**Problem requirements**
Return exactly the lines that run from the one containing "Target: chrome exhaust tip" to the end of the entries, with both ends included.

**Material for this task**
+++

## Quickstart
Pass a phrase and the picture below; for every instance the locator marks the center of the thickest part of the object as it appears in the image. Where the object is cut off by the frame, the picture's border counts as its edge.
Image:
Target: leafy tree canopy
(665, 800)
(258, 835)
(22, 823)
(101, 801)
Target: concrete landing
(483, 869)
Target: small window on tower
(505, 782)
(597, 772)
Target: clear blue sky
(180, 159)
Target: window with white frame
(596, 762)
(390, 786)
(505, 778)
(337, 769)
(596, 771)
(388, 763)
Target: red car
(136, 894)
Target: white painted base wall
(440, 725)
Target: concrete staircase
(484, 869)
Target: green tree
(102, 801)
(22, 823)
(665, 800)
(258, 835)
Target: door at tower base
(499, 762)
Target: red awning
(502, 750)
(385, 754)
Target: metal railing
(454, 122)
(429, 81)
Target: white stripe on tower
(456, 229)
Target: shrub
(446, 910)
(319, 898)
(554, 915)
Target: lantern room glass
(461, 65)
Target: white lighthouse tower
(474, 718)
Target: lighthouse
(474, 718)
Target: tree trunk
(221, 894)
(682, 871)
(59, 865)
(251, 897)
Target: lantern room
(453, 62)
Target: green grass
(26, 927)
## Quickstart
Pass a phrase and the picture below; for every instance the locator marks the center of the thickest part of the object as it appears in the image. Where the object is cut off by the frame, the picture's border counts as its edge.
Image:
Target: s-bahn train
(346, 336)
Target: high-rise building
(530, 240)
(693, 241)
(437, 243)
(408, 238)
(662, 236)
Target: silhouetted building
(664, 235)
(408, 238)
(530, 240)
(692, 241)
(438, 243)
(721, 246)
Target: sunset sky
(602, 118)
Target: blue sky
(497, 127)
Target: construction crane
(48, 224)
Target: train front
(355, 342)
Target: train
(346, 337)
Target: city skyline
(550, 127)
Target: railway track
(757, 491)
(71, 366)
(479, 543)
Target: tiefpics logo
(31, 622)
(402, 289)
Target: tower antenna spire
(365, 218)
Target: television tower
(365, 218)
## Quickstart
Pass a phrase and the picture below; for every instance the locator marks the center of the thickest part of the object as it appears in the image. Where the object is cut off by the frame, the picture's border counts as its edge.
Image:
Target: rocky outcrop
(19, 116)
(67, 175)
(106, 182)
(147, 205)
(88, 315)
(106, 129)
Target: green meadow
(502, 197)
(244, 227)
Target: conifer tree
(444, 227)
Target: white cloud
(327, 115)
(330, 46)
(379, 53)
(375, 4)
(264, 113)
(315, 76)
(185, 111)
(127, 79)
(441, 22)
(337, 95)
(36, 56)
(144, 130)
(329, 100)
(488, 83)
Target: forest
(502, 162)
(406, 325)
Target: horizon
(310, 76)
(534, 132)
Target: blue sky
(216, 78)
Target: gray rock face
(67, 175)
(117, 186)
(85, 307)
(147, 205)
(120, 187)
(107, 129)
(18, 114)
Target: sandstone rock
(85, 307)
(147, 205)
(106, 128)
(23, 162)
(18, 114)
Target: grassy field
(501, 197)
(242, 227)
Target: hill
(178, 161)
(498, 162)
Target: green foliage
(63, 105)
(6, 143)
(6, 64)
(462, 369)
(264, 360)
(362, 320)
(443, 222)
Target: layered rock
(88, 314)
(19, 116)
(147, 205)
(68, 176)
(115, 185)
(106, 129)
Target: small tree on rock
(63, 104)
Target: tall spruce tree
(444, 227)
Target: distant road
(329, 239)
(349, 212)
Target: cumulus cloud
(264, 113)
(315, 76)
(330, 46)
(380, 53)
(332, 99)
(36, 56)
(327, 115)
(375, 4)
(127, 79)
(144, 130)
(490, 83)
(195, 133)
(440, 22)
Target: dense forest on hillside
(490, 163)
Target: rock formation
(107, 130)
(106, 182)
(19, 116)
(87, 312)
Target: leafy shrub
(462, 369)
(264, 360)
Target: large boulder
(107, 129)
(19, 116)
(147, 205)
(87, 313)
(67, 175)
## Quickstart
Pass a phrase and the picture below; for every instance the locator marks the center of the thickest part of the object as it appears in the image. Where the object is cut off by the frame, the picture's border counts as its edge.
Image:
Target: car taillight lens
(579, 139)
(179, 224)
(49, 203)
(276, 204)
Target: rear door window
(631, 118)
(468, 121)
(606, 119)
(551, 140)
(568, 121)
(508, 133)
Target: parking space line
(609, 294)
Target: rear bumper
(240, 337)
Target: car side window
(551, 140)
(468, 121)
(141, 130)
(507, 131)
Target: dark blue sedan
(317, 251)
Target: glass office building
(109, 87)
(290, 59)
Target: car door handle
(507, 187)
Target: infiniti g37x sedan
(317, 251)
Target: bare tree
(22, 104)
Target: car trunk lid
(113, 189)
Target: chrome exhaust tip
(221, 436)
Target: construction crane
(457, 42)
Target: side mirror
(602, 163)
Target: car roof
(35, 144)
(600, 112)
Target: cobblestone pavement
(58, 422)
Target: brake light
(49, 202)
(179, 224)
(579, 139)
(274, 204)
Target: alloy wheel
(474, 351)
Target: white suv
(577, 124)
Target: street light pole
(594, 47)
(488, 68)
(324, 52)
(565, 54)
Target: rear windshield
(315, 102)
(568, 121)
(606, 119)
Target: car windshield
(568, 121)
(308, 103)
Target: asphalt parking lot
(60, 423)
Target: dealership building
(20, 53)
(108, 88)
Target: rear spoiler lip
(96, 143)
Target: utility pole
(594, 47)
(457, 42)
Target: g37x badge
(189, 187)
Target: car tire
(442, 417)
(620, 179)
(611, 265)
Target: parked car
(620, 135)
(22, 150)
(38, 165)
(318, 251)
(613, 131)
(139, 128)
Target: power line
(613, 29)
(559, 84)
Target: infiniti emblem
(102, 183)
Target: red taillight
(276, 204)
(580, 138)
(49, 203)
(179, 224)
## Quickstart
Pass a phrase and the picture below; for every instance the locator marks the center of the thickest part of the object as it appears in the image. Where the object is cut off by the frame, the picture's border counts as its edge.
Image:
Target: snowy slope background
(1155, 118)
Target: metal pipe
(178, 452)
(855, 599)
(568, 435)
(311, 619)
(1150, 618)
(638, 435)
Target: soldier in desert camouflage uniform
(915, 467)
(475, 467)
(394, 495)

+++

**Final answer**
Target: chrome exhaust tip
(221, 436)
Target: construction crane
(457, 42)
Target: side mirror
(602, 163)
Target: car roof
(35, 144)
(600, 112)
Target: cobblestone pavement
(58, 422)
Target: brake light
(49, 202)
(179, 224)
(579, 139)
(274, 204)
Target: alloy wheel
(474, 351)
Target: white suv
(577, 124)
Target: street light pole
(594, 47)
(488, 68)
(324, 52)
(565, 54)
Target: rear windshield
(315, 102)
(568, 121)
(606, 119)
Target: car windshield
(568, 121)
(308, 103)
Target: asphalt parking lot
(60, 423)
Target: dealership building
(20, 53)
(108, 88)
Target: rear spoiler lip
(96, 143)
Target: utility pole
(594, 47)
(457, 42)
Target: g37x badge
(189, 187)
Target: car tire
(442, 417)
(620, 179)
(611, 265)
Target: parked car
(620, 135)
(22, 150)
(38, 165)
(318, 251)
(613, 131)
(139, 128)
Target: power line
(613, 29)
(559, 84)
Target: infiniti emblem
(102, 183)
Target: red taillight
(276, 204)
(580, 138)
(49, 203)
(179, 224)
## Quickstart
Pass a phrase and the picture below; for every instance the locator marks the center of the thickest part of the object as it appears in the image. Where the object is cut off by the frame, the picture's border counts as its edge.
Image:
Target: snowy slope background
(1155, 118)
Target: metal pipe
(178, 452)
(855, 599)
(568, 435)
(311, 619)
(1150, 618)
(638, 435)
Target: soldier in desert camouflage uniform
(915, 467)
(475, 467)
(394, 495)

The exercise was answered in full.